===== INPUT FOR THIS TASK

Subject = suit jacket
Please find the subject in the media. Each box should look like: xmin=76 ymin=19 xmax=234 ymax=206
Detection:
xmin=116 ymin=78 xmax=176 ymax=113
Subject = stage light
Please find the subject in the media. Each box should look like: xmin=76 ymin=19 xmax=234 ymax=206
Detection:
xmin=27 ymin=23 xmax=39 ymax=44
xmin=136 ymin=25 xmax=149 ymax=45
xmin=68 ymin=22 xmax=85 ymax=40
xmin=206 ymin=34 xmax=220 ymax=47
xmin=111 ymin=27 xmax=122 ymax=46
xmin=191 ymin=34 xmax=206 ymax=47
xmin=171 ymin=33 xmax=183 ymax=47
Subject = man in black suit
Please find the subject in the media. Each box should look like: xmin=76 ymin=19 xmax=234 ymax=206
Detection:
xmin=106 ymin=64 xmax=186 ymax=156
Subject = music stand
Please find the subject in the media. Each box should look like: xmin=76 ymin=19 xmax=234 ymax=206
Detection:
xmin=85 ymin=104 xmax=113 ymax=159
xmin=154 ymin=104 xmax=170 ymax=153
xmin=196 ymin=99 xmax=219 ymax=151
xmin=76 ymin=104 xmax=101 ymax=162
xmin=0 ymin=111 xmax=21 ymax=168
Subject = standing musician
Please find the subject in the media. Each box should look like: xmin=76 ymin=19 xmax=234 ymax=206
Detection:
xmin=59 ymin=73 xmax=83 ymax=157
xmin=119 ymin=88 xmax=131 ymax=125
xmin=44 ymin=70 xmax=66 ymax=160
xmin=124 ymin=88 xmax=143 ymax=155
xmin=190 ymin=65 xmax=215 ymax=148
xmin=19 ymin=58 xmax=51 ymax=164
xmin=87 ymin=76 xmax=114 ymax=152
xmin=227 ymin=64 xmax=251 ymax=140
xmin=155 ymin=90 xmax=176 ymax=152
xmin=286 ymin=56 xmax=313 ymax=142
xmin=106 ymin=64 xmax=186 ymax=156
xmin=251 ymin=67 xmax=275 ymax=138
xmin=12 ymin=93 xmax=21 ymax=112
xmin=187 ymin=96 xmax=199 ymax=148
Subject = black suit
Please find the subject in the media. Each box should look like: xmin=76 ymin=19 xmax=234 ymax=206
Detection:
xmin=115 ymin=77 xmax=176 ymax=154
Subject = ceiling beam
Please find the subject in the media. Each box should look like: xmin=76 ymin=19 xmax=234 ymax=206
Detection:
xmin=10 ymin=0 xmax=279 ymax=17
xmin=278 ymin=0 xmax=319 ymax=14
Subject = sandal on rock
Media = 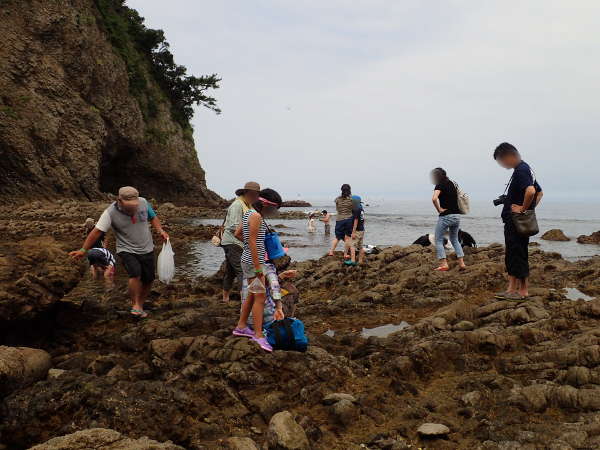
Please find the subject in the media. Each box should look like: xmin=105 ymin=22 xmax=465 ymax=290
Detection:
xmin=504 ymin=292 xmax=526 ymax=302
xmin=434 ymin=266 xmax=450 ymax=272
xmin=130 ymin=308 xmax=148 ymax=318
xmin=494 ymin=291 xmax=511 ymax=299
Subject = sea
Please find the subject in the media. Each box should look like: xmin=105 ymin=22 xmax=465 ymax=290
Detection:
xmin=182 ymin=200 xmax=600 ymax=277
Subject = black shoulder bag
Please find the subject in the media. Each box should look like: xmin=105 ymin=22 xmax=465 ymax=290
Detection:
xmin=507 ymin=171 xmax=540 ymax=237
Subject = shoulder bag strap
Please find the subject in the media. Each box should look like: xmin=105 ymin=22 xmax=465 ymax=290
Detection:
xmin=273 ymin=321 xmax=284 ymax=348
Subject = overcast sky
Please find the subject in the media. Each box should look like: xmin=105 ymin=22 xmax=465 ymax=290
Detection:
xmin=127 ymin=0 xmax=599 ymax=202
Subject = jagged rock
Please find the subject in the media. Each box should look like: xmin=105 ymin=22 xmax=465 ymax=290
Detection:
xmin=28 ymin=428 xmax=184 ymax=449
xmin=224 ymin=437 xmax=260 ymax=450
xmin=461 ymin=391 xmax=482 ymax=407
xmin=417 ymin=423 xmax=450 ymax=437
xmin=267 ymin=411 xmax=310 ymax=450
xmin=330 ymin=399 xmax=359 ymax=426
xmin=541 ymin=229 xmax=570 ymax=241
xmin=322 ymin=393 xmax=357 ymax=405
xmin=577 ymin=231 xmax=600 ymax=245
xmin=0 ymin=237 xmax=83 ymax=321
xmin=454 ymin=320 xmax=475 ymax=331
xmin=0 ymin=346 xmax=51 ymax=395
xmin=47 ymin=369 xmax=66 ymax=380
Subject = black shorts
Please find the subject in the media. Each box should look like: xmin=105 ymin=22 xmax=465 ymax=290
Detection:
xmin=335 ymin=218 xmax=353 ymax=240
xmin=118 ymin=251 xmax=156 ymax=284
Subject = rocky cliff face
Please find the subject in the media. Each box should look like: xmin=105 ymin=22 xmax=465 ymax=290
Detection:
xmin=0 ymin=0 xmax=221 ymax=205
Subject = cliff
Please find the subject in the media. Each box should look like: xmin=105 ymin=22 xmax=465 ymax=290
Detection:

==========

(WHAT YOU ARE ASKED TO DO) The complete set of records should be written out again, pictures excluded.

(TASK OUTPUT)
Subject = suit jacket
Please find the subject in the media. Each box should look like: xmin=76 ymin=19 xmax=234 ymax=206
Detection:
xmin=116 ymin=78 xmax=176 ymax=113
Subject = stage light
Please find the subject in the media. Each box should look like: xmin=76 ymin=19 xmax=234 ymax=206
Detection:
xmin=27 ymin=23 xmax=39 ymax=44
xmin=136 ymin=25 xmax=149 ymax=45
xmin=68 ymin=22 xmax=85 ymax=40
xmin=206 ymin=34 xmax=220 ymax=47
xmin=111 ymin=27 xmax=122 ymax=46
xmin=191 ymin=34 xmax=206 ymax=47
xmin=171 ymin=33 xmax=183 ymax=47
Subject = man in black suit
Please find the subject in the media. Each box should look like: xmin=76 ymin=19 xmax=234 ymax=206
Detection:
xmin=106 ymin=64 xmax=186 ymax=156
Subject = music stand
Please find the subject in the media. Each box should look like: xmin=76 ymin=19 xmax=234 ymax=206
Detection:
xmin=85 ymin=104 xmax=113 ymax=159
xmin=154 ymin=104 xmax=170 ymax=153
xmin=196 ymin=99 xmax=219 ymax=151
xmin=76 ymin=104 xmax=101 ymax=162
xmin=0 ymin=111 xmax=21 ymax=168
Subject = standing musician
Please find the subject in the media. Each box should look like: xmin=76 ymin=19 xmax=234 ymax=206
Detection:
xmin=59 ymin=73 xmax=83 ymax=157
xmin=119 ymin=88 xmax=131 ymax=125
xmin=44 ymin=70 xmax=66 ymax=160
xmin=124 ymin=88 xmax=143 ymax=155
xmin=190 ymin=65 xmax=215 ymax=148
xmin=19 ymin=58 xmax=51 ymax=164
xmin=87 ymin=76 xmax=114 ymax=152
xmin=227 ymin=64 xmax=251 ymax=140
xmin=155 ymin=90 xmax=176 ymax=152
xmin=286 ymin=56 xmax=313 ymax=142
xmin=106 ymin=64 xmax=186 ymax=156
xmin=251 ymin=67 xmax=275 ymax=138
xmin=12 ymin=93 xmax=21 ymax=112
xmin=187 ymin=96 xmax=199 ymax=148
Subject = black suit
Please find the subject in the media. Each box should look like: xmin=76 ymin=19 xmax=234 ymax=206
Detection:
xmin=115 ymin=77 xmax=176 ymax=154
Subject = ceiling beam
Please find the subject in the media. Each box should look like: xmin=76 ymin=19 xmax=234 ymax=206
Detection:
xmin=10 ymin=0 xmax=279 ymax=17
xmin=278 ymin=0 xmax=319 ymax=14
Subject = sandal on rock
Media = 
Please find the subject in the media. Each box should look like: xmin=105 ymin=22 xmax=465 ymax=290
Detection:
xmin=504 ymin=292 xmax=526 ymax=302
xmin=434 ymin=266 xmax=450 ymax=272
xmin=130 ymin=308 xmax=148 ymax=318
xmin=494 ymin=291 xmax=511 ymax=299
Subject = sea
Please find the subject in the media. Each box should look like: xmin=105 ymin=22 xmax=465 ymax=290
Detection:
xmin=182 ymin=200 xmax=600 ymax=277
Subject = black shoulder bag
Please find the subject in the media. Each box should look like: xmin=105 ymin=22 xmax=465 ymax=290
Detection:
xmin=507 ymin=171 xmax=540 ymax=237
Subject = shoulder bag strap
Please find the subject in the media. Each box should look like: xmin=105 ymin=22 xmax=465 ymax=290
Detection:
xmin=273 ymin=321 xmax=284 ymax=348
Subject = overcast sky
Please find the subject in the media. Each box should look like: xmin=105 ymin=22 xmax=465 ymax=290
Detection:
xmin=127 ymin=0 xmax=599 ymax=202
Subject = jagged rock
Please find the subject in the media. Each box should look like: xmin=105 ymin=22 xmax=465 ymax=290
Detection:
xmin=28 ymin=428 xmax=184 ymax=449
xmin=224 ymin=437 xmax=260 ymax=450
xmin=461 ymin=391 xmax=482 ymax=407
xmin=417 ymin=423 xmax=450 ymax=437
xmin=267 ymin=411 xmax=310 ymax=450
xmin=330 ymin=399 xmax=359 ymax=426
xmin=541 ymin=229 xmax=570 ymax=241
xmin=322 ymin=393 xmax=357 ymax=405
xmin=577 ymin=231 xmax=600 ymax=245
xmin=0 ymin=237 xmax=83 ymax=321
xmin=454 ymin=320 xmax=475 ymax=331
xmin=0 ymin=346 xmax=51 ymax=395
xmin=47 ymin=369 xmax=66 ymax=380
Subject = black shorts
Please find the subject in the media. Each box should look like: xmin=105 ymin=22 xmax=465 ymax=290
Detection:
xmin=335 ymin=218 xmax=353 ymax=240
xmin=118 ymin=251 xmax=156 ymax=284
Subject = rocky cliff face
Please find the subject in the media. Each box should look like: xmin=105 ymin=22 xmax=465 ymax=290
Detection:
xmin=0 ymin=0 xmax=221 ymax=205
Subject = cliff
Please find the subject in the media. Each box should look like: xmin=105 ymin=22 xmax=465 ymax=290
Detection:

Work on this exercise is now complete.